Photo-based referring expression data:
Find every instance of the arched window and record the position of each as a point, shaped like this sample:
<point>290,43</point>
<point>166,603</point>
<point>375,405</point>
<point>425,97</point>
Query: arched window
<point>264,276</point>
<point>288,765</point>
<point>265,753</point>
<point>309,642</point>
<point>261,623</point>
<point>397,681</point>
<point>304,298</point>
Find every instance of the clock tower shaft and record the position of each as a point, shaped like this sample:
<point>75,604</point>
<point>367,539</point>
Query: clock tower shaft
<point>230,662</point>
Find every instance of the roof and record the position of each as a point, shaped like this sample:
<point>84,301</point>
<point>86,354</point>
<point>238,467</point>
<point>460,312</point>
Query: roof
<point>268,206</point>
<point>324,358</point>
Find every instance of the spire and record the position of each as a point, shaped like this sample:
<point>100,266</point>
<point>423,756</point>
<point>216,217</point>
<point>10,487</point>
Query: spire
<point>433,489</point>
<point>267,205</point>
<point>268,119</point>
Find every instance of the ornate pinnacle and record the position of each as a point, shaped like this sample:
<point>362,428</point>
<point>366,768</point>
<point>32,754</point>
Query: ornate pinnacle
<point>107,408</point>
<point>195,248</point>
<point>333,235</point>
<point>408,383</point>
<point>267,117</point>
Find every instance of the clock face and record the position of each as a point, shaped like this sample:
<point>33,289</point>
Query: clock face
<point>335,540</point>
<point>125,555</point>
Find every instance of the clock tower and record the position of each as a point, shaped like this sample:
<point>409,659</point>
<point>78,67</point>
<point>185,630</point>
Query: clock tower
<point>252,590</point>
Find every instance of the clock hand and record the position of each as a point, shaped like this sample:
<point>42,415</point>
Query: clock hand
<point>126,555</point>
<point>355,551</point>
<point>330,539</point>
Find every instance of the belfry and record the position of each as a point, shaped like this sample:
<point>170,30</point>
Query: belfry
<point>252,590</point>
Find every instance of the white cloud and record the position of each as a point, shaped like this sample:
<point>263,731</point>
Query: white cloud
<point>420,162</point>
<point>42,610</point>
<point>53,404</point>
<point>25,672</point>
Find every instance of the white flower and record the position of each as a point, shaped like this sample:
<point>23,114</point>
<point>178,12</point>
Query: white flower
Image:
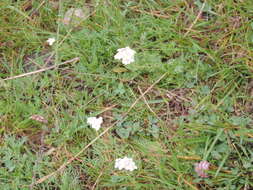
<point>51,41</point>
<point>126,55</point>
<point>95,123</point>
<point>125,163</point>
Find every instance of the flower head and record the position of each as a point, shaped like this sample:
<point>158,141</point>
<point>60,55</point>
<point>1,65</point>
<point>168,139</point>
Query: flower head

**TASK BRIEF:**
Say only the number of lines of the data above in which the string "flower" occurs.

**EXPECTED ANSWER:**
4